#### Extracted information ####

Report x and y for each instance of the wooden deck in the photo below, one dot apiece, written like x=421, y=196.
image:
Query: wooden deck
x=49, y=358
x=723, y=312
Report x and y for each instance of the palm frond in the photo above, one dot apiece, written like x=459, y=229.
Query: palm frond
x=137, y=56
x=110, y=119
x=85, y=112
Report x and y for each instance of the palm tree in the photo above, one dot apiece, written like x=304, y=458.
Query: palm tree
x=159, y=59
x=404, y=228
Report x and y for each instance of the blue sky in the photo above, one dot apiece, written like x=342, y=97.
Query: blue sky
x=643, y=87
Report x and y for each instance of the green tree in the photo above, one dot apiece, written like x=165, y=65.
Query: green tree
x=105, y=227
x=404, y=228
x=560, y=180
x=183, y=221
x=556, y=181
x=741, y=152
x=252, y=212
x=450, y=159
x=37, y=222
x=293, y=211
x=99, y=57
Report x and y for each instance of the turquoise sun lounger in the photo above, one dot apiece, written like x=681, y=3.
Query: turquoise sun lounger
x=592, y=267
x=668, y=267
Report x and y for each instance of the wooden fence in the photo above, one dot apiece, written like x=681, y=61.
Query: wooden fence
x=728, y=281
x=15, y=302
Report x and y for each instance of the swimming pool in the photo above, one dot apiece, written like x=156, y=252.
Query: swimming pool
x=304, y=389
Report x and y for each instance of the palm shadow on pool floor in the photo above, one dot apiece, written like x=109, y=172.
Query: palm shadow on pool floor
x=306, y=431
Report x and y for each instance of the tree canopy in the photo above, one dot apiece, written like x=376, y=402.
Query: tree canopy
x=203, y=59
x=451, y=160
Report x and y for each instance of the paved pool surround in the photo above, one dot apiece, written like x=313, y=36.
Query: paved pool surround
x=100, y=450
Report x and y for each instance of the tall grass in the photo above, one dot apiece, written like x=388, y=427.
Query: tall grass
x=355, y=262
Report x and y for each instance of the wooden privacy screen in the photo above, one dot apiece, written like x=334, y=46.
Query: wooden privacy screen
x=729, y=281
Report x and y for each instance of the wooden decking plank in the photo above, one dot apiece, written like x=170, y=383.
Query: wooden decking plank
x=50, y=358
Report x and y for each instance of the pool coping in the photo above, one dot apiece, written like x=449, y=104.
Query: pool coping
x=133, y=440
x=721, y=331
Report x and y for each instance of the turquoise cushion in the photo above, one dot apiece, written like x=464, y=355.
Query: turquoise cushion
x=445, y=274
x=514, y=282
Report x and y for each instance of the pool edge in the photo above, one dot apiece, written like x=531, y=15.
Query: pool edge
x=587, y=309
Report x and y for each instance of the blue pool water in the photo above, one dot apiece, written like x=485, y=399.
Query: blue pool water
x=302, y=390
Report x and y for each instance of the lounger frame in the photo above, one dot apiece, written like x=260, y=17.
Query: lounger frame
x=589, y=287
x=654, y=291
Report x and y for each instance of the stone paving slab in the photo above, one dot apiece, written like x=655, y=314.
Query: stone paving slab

####

» **The problem**
For this exercise, output exactly the lines above from the line with "Report x and y for each instance of the green" to the line with "Report x and y for each instance of the turquoise sun", counting both, and leave out the rest.

» **Solution to the problem**
Report x and y for each instance of the green tree in the photo above, one dot apiece, written like x=165, y=65.
Query: green tree
x=105, y=227
x=404, y=228
x=560, y=180
x=183, y=221
x=556, y=181
x=741, y=152
x=252, y=212
x=450, y=159
x=37, y=222
x=293, y=211
x=99, y=57
Report x and y for each instance of the turquoise sun lounger in the photo above, one dot apiece, written like x=681, y=3.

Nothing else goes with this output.